Voci per l'identificazione della posizione

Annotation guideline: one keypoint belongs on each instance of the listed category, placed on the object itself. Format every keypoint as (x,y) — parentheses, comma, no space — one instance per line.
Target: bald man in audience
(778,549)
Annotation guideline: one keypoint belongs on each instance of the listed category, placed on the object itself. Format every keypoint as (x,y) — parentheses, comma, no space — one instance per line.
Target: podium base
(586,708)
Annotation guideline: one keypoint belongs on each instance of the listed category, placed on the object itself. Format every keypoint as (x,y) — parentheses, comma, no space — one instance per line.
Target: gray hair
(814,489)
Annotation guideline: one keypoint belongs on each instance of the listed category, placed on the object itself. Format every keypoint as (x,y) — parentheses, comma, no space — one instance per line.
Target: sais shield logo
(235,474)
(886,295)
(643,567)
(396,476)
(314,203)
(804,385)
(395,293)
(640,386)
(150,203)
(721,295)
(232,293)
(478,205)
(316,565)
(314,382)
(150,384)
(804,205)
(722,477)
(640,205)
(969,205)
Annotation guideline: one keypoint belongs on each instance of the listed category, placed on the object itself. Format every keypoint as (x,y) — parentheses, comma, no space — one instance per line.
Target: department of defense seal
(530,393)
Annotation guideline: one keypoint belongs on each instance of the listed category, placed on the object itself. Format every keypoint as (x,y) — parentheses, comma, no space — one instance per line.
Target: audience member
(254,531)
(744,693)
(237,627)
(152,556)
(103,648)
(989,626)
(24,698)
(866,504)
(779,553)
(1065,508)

*RICHIESTA ASSEGNATA*. Indica quante righe dell'elenco contengono la parola "audience", distinguendo tra maiuscole e minuscole. Scrivi soltanto il numero.

*RISPOSTA COMPLETA*. 2